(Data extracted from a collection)
##############################
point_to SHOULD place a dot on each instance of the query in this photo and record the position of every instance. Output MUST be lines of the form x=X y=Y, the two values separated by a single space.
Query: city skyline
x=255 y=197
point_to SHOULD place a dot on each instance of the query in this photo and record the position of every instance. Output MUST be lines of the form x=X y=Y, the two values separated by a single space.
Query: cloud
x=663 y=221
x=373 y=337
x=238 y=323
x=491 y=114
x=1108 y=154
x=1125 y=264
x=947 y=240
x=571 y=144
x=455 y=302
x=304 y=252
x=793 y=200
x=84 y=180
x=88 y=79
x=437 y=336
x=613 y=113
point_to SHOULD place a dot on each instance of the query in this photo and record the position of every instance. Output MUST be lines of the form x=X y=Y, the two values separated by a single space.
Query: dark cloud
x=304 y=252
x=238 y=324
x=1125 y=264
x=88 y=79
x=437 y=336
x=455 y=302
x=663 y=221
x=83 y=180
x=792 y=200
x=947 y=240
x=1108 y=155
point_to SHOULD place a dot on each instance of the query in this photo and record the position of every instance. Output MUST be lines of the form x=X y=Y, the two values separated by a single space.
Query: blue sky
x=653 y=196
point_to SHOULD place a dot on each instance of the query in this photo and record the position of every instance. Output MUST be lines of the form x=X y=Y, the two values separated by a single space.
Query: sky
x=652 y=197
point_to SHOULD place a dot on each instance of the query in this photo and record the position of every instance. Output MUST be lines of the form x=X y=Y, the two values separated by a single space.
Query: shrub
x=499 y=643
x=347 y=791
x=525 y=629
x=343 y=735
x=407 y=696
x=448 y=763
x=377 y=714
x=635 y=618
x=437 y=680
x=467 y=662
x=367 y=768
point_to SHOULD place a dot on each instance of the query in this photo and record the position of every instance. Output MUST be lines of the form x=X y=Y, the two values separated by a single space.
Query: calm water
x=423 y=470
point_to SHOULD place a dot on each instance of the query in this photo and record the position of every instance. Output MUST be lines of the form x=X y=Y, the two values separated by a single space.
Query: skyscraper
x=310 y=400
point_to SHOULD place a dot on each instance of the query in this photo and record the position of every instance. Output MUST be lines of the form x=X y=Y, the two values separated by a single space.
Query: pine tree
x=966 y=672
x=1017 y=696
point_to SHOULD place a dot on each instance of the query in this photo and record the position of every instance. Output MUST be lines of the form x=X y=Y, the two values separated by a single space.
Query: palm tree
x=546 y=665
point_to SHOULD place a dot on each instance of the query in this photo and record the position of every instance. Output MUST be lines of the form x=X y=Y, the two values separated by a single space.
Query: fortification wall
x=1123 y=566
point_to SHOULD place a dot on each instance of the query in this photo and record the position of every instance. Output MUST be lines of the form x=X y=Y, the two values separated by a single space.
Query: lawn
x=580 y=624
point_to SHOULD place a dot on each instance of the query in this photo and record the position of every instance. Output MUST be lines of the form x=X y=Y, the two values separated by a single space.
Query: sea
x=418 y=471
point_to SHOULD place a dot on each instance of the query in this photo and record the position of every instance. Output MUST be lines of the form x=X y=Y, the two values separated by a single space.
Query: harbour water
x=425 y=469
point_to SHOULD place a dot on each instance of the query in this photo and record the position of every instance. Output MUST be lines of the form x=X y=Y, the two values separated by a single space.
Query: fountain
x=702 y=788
##############################
Reproduce the data in full. Nothing in it may be altered.

point_to SHOULD place a dot on each instance of the query in this photo and record the position of every instance. Output MUST be lines of the form x=X y=Y, the two values separated by a single space.
Query: city skyline
x=255 y=197
point_to SHOULD place a dot on each instance of the query in this photo and record the position of every instance. Output MUST be lines of the form x=X y=Y, the two values separated by a single space.
Query: cloud
x=663 y=221
x=373 y=337
x=238 y=323
x=491 y=114
x=1108 y=154
x=1125 y=264
x=947 y=240
x=571 y=144
x=455 y=302
x=304 y=252
x=793 y=200
x=84 y=180
x=88 y=79
x=437 y=336
x=613 y=113
point_to SHOULD place a dot on each instance of the query in this photo and record the position of every instance. Output MUST be lines of the form x=X y=Y, the two values separated by a single space.
Query: dark cloud
x=304 y=252
x=238 y=324
x=1125 y=264
x=88 y=79
x=437 y=336
x=455 y=302
x=663 y=221
x=83 y=180
x=792 y=200
x=947 y=240
x=1108 y=155
point_to SHOULD place a dot on each instance of the query in this photo and record the position of every instance. Output MUST be lines of the form x=X y=Y, the two values separated by a single space.
Query: blue sky
x=653 y=196
point_to SHOULD place a dot on each instance of the query in this photo and record the position of every instance. Output MUST be lines of the form x=X y=Y, the two values separated by a single space.
Query: sky
x=652 y=197
point_to SHOULD place a dot on each instance of the query in this photo and record the position of every instance. Output MUST be lines of the form x=X y=Y, the two values separated by a single space.
Query: shrub
x=499 y=643
x=347 y=791
x=525 y=629
x=343 y=735
x=407 y=696
x=448 y=763
x=377 y=714
x=635 y=618
x=437 y=680
x=467 y=662
x=367 y=768
point_to SHOULD place a dot on each instance of the query in this photo and record the position of every instance. Output MUST be lines of the form x=X y=Y, the two values separated by a single space.
Query: calm water
x=423 y=470
point_to SHOULD place a dot on each instance of the query in this photo and record the position of every instance. Output MUST be lines of the form x=X y=Y, the two values separated by a single space.
Query: skyscraper
x=310 y=400
point_to SHOULD place a dot on each instance of the query in this photo and record the position of every instance. Output MUST be lines of the form x=X y=Y, the two values separated by a single space.
Query: pine tree
x=966 y=672
x=1017 y=696
point_to SHOULD place a dot on each instance of the query in this photo and record the position of every instance. Output MUST be lines of the form x=X y=Y, the two values separated by a single space.
Query: palm tree
x=546 y=665
point_to SHOULD place a dot on each instance of the query in this photo and record the position of every instance. Output MUST be lines of the form x=X y=Y, the two values separated by a single space.
Query: fortification wall
x=1123 y=566
point_to SHOULD place a dot on each instance of the query in this photo and record the position of every instance. Output MUST be lines of the form x=X y=Y, the two values separated by a single space.
Query: lawn
x=580 y=624
point_to SHOULD place a dot on each instance of the query in this photo and record the position of every instance. Output MUST be lines of the form x=X y=Y, the two values separated by a single space.
Query: sea
x=418 y=471
point_to SHOULD place a dot on each instance of the query in this photo and record the position of every instance. Output MUST be lines of the form x=X y=Y, the two values separated by a single space.
Query: harbour water
x=425 y=469
point_to SHOULD place a dot on each instance of the query in this photo and record the position of every instance. Output MUST be lines of the form x=X y=Y, the two values separated by a single space.
Query: fountain
x=702 y=788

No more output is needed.